- [Supplied text]:
■ ■ ■ ■ ■ ■ ■
# Brett Oils, Newcastle upon Tyne.



## Big Mary (Nov 28, 2016)

*Brett Oils*

Well it's been a long time since I posted to this site (been on a journey of life and discovery and that) so please bare with me until I suss the buttons and knobs.

Seeing as it's my first post back, I might as well come in with a bang! 
This is Brett Oils on Gateshead Quayside. The complex stands along Pipewellgate beside modern buildings and under the shadow of The High Level Bridge.
This is a set of images from some years back. They show what the inside looked, and probably still looks like.

The site and land has had several uses over the years including a manure works. The history varies and if anyone wants to add to the historical side then please do 

I'll explain what the images each show. The thread is slightly pic heavy but I know will fascinate you. This post is unique - there are no other images of the works to my knowledge.
Let us begin..

This is where the works started their oil 'process'. The oil came in as a 'base' and in bulk. Various chemicals and additives are added to a quantity of base in a large vat and stirred until the correct blend is reached. This could create diesel engine oil or machining oil or gearbox oil etc. By varying additives they reached the correct tolerances required.





This shows the same area from the side. Several 'mixes' could be on the go at any one time. Notice the lower mixing vats - ancient and originally driven via a wheel shaft behind.





Most of the vat filling process was done manually via rubber hoses. I can't help but think they sometimes got mixed up!





One of the old mixing vats close up.





Sterile equipment was always used when measuring out additives.





Health and safety at work is very important.





Large metal containers were sometimes used to add the erm.. additives.





Once the oil was made to the correct consistency it would be piped away to another room.
■ ■ ■ ■ ■ ■ ■
- [Given information]:
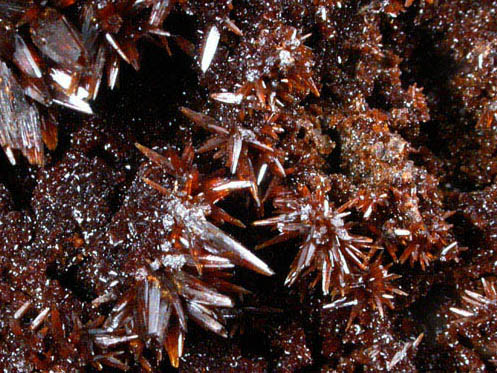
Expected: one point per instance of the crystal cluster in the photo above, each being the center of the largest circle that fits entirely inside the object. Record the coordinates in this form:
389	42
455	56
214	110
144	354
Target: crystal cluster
249	186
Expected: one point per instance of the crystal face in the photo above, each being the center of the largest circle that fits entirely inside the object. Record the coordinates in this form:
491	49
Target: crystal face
352	142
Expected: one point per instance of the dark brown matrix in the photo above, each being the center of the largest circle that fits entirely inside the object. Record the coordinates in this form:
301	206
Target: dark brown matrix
248	186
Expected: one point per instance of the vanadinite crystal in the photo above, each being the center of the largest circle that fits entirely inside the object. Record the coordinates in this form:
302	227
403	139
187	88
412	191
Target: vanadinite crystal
248	186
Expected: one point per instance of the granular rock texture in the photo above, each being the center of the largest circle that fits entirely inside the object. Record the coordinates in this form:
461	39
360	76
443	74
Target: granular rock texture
248	186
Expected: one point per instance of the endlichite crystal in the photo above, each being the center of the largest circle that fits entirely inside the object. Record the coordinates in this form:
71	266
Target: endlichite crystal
19	120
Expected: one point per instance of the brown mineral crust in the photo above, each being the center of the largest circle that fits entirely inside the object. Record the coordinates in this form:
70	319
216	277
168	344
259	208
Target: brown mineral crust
290	349
386	108
377	161
372	343
220	356
71	202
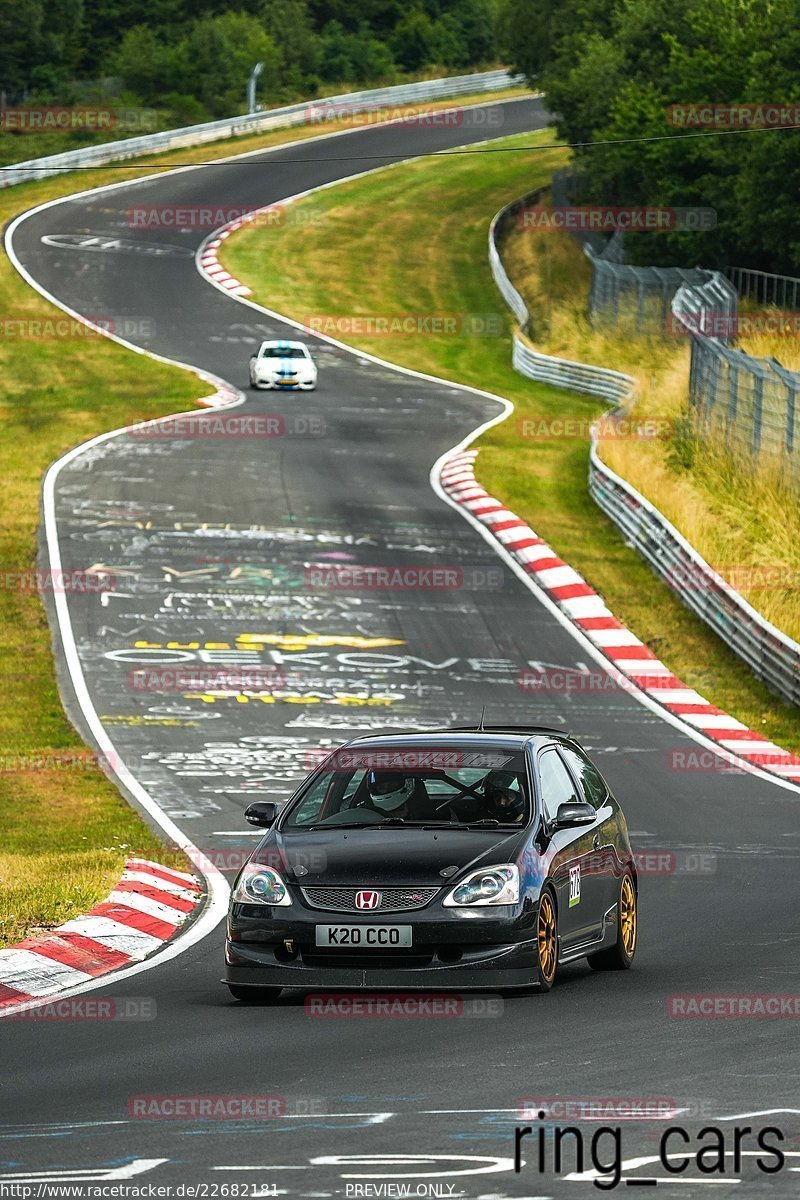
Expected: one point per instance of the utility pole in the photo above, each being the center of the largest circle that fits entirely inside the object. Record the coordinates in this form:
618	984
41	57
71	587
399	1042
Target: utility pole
■ ■ ■ ■ ■ ■ ■
- [Set problem 1]: Write out the part of the Brett Oils post that begins at the words "I'll explain what" and stops after "to my knowledge.".
- [Set problem 2]: Pick up the Brett Oils post after its final sentence and carry it on.
The records were collected separately and are unrelated to the post about Brett Oils.

- [Right answer 1]:
I'll explain what the images each show. The thread is slightly pic heavy but I know will fascinate you. This post is unique - there are no other images of the works to my knowledge.

- [Right answer 2]:
This is the bulk oil storage room. Once oil was 'made' it was sent here. Each tank holds thousands of litres of manufactured oil with each tank holding a different type. It would be stored here until it was sent to a packaging line.





Milking anyone?





The site is in sections or departments. 





Oh aye? Sneaky steps up..





The steps led to a workers rest room.





Back to the oil works. This is where the packaging equipment stood. It had gone by the time I got in.





Remnants from the packaging line.









The final stage - warehouse. Nothing left basically. 





Finally the delivery vehicles fuel supply. My favourite piece in there.





Hopefully after sussing all of that posting I've not broken the forum. 

Brett Oils is a strange one. Dereliction in what is fast becoming a beautiful quayside (nothing wrong with dereliction!). There are indeed plans to develop the site and with several submissions in with Gateshead Council. It'll be interesting to see what becomes of this site..

Thanks for looking everyone


----------



## smiler (Nov 28, 2016)

Nice One Mary, lovely set of pics, I enjoyed it, Thanks


----------



## Big Mary (Nov 28, 2016)

You're welcome


----------



## krela (Nov 28, 2016)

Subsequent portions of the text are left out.